Text:
- Category: Unitary state
- Location: Turkish Republic of Northern Cyprus
- Number: 6 Districts
- Populations: 22.922 (Lefke) 173.143 (Lefkoşa)
- Areas: Not enough data
- Government: District government, National government;
- Subdivisions: Sub-District;

= Districts of Northern Cyprus =

Northern Cyprus is divided into six districts, which are further divided into 12 sub-districts. Each district is governed by a Governor. On 27 December 2016, the Assembly of the Republic unanimously decided that the Lefke sub-district would be separated from the Güzelyurt District, establishing the Lefke District as the sixth district of Northern Cyprus.

Given instruction A:
Reproduce the part of the passage on the districts of Northern Cyprus that begins at the words "- Category: Unitary" and stops after the words "of Northern Cyprus.".

Provided records:

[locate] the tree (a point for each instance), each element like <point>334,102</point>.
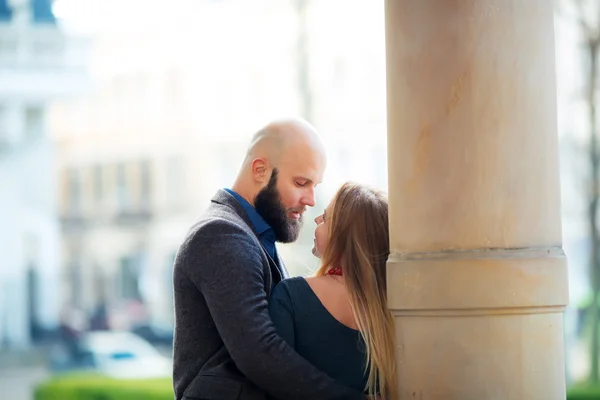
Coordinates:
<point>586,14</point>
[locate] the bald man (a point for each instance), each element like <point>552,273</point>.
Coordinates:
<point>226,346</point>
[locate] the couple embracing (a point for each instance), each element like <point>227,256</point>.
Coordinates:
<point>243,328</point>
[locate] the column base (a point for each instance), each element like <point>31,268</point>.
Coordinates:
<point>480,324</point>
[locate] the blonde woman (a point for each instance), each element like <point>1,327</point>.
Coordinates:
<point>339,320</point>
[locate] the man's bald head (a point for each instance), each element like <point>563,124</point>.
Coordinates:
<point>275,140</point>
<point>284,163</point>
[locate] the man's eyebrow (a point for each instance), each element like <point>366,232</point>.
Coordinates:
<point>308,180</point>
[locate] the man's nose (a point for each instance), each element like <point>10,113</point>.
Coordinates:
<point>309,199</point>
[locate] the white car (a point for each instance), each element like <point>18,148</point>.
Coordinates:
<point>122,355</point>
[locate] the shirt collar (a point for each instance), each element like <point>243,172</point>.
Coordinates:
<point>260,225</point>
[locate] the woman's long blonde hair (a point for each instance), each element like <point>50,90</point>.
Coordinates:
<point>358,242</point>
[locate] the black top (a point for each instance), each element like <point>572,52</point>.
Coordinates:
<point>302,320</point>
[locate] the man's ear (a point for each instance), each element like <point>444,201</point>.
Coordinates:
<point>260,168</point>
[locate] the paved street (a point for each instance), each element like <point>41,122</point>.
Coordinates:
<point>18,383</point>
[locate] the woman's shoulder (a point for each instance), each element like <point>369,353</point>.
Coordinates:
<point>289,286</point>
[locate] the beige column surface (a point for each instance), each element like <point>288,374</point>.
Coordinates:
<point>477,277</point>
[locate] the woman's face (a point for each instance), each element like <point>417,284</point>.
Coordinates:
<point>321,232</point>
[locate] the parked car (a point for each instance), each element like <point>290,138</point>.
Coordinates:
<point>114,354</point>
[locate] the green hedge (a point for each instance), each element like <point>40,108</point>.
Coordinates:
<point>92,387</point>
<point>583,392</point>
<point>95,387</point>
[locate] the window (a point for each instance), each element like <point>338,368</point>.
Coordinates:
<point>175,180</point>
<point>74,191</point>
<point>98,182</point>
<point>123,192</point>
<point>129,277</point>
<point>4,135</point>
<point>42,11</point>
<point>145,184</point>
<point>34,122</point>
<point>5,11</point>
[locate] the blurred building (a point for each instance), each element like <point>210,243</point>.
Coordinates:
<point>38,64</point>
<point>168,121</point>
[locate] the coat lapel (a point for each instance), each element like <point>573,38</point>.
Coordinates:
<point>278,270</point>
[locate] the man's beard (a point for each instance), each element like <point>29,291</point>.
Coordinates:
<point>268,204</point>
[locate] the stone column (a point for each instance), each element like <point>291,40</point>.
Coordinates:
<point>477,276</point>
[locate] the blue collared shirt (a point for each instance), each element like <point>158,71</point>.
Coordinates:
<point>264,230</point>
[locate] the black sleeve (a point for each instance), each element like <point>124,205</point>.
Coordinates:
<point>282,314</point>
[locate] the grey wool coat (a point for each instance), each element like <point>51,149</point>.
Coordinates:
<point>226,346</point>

Given instruction B:
Select every line of the rows that contains the string "column", matching case exactly.

Response A:
- Category: Unitary state
- Location: Turkish Republic of Northern Cyprus
- Number: 6 Districts
- Populations: 22.922 (Lefke) 173.143 (Lefkoşa)
- Areas: Not enough data
- Government: District government, National government;
- Subdivisions: Sub-District;

= Districts of Northern Cyprus =

Northern Cyprus is divided into six districts, which are further divided into 12 sub-districts. Each district is governed by a Governor. On 27 December 2016, the Assembly of the Republic unanimously decided that the Lefke sub-district would be separated from the Güzelyurt District, establishing the Lefke District as the sixth district of Northern Cyprus.

Response B:
[locate] the column base (a point for each instance), each element like <point>31,268</point>.
[locate] the beige column surface (a point for each instance), each element like <point>288,374</point>.
[locate] the stone column (a point for each instance), each element like <point>291,40</point>.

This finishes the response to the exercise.